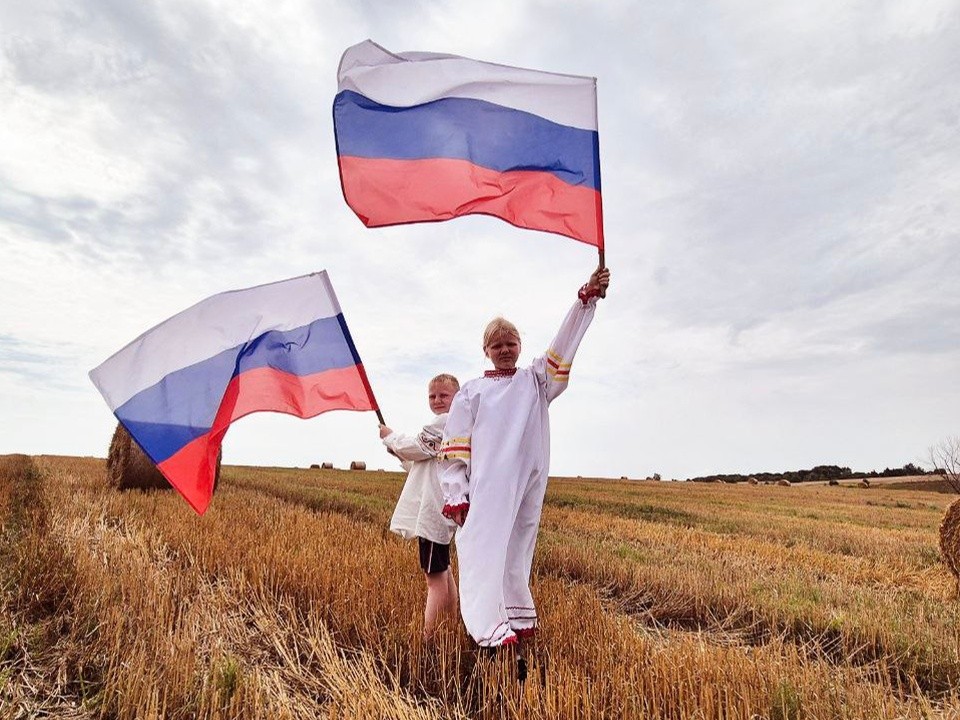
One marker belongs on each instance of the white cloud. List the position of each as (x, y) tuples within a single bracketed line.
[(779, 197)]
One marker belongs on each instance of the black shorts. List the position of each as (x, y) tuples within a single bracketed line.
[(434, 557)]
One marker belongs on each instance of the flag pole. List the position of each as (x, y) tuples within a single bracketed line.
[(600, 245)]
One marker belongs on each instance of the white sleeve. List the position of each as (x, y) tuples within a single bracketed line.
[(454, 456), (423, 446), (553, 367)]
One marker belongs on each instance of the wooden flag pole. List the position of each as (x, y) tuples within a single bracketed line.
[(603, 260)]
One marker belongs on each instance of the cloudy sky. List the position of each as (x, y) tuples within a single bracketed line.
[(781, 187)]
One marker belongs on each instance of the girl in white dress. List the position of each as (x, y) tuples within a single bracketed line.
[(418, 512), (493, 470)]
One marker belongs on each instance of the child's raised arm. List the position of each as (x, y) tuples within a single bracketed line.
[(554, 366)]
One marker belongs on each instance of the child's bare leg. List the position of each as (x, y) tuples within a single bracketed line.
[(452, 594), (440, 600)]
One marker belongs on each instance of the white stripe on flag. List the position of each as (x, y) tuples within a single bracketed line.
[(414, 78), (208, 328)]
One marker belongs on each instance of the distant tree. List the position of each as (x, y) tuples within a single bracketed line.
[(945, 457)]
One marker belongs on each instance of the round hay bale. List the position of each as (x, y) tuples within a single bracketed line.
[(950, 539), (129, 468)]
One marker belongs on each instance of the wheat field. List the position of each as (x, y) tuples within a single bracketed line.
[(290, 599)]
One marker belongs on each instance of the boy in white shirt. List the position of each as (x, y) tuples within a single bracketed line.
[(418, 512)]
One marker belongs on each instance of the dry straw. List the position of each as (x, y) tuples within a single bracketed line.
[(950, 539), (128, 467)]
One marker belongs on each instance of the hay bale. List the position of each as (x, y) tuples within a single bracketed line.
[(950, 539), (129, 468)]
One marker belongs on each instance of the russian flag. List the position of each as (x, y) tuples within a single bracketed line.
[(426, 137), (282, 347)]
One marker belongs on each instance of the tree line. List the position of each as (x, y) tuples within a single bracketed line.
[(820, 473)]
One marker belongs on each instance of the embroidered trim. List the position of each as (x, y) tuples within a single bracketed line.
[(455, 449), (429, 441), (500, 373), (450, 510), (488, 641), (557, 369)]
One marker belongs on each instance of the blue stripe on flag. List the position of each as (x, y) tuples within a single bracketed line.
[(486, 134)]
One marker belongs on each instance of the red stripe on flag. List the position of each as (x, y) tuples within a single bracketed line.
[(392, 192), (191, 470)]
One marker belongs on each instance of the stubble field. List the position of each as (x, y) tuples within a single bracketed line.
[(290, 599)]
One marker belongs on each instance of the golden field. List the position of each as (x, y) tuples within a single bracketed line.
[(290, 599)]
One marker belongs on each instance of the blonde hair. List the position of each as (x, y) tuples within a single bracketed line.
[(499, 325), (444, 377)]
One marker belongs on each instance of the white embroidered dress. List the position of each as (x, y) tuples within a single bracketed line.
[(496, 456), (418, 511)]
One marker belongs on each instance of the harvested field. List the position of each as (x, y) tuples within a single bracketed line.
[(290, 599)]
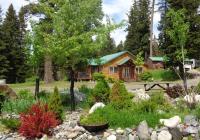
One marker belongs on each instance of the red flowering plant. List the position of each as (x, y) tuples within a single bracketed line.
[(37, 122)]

________________________

▶ [DIRECTIVE]: Return the material above line for line, word for word, with the pictures left out.

▶ [WRITTEN REPLY]:
One marker belongs on each instance of the white cloud. List the position of each as (x, y) tuples within a single bracketed line.
[(779, 197)]
One marker belongs on each instance of the black shorts. List the position of each as (x, y) tuples within a single bracketed line.
[(434, 557)]
One marker belongs on each instance of the flag pole. List the position of each as (x, y) tuples within a single bracketed line.
[(600, 245)]
One marker belongs on each instance of the white sleeve. List the position of each as (x, y) tuples within a single bracketed line.
[(454, 456), (423, 446), (553, 367)]
One marker belongs on each instance of the wooden flag pole. List the position of each as (x, y) tuples within a single bracketed line.
[(603, 260)]
One marker belongs on each instance of the cloudy sky. List the position of each as (x, y) tuples within a single bracketed line.
[(781, 187)]
One marker belongs on each instance of the girl in white dress. List the position of each as (x, y) tuples within a single bracketed line.
[(418, 512), (493, 470)]
One marker belongs on each instance of the child's raised arm. List the position of each as (x, y) tuples within a single bracketed line.
[(554, 366)]
One marker belongs on each instance of the child's bare leg. List the position of each as (x, y) tuples within a single bracketed line.
[(452, 594), (440, 600)]
One marker belongs on each instance of the white stripe on flag. List the position of each as (x, y) tuples within a single bracketed line.
[(414, 78), (208, 328)]
One marker belongs on each instance of the distant tree. List the position of each as (x, y) tuples within a single bracketed line.
[(945, 457)]
One marker belongs on each instance of the round hay bale. List the position of each as (x, y) tuples within a single bracketed line.
[(950, 539), (129, 468)]
One marker belongs on each instance of the wheat field. List the position of each as (x, y) tuples within a single bracketed line.
[(290, 599)]
One marker belongs on each instance of the boy in white shirt. List the position of each as (x, y) tuples within a single bracketed line.
[(418, 512)]
One marker belongs on each instance of the dry straw. List the position of each as (x, y) tuples within a single bracketed line.
[(950, 539), (128, 467)]
One marker belongs on each instance of the hay bale. List the position of each as (x, y) tuples within a single bracketed line.
[(950, 539), (129, 468)]
One marker belongs on each instance of the russian flag. List the position of each as (x, y) tuples within a single bracketed line.
[(426, 137), (282, 347)]
One marker belongs on each instance of the tree line. List the position of each as (x, y) tuples within a single bracketed line.
[(820, 473)]
One marker belongs on each instance of the embroidered trim. List the position of each as (x, y) tuples within a single bracketed line.
[(455, 449), (429, 441), (500, 373), (450, 510), (488, 641), (557, 369)]
One marker belongs on each instance of the blue stripe on flag. List the position of each as (x, y) tuples within a single bracketed line.
[(486, 134)]
One marker belongs on each instance of the red stripe on flag. List the position of each as (x, y) tuples within a single bracketed line.
[(392, 192), (191, 470)]
One marker belongs on each instance of the stubble field. List the position of each as (x, y) tuples within a single bracketed line.
[(290, 599)]
One marker belongs on each instance of the golden field. List the position of each as (x, y) tuples within a single bracketed line.
[(290, 599)]
One marker belongs on each instance of the blonde hair. List the position of each as (x, y) tuples within a single bracketed line.
[(499, 325), (444, 377)]
One marker belongs on each instance of the white embroidered dress. List the position of each as (x, y) tuples within a single bracketed line.
[(496, 456), (418, 511)]
One marker belongs on each instance of the harvested field. List the position of each as (x, y) tuples within a single bracketed line.
[(290, 599)]
One marker belongs on each instance of the red flowering plant. List the position of each as (x, y) tuples within a single bracketed line.
[(37, 122)]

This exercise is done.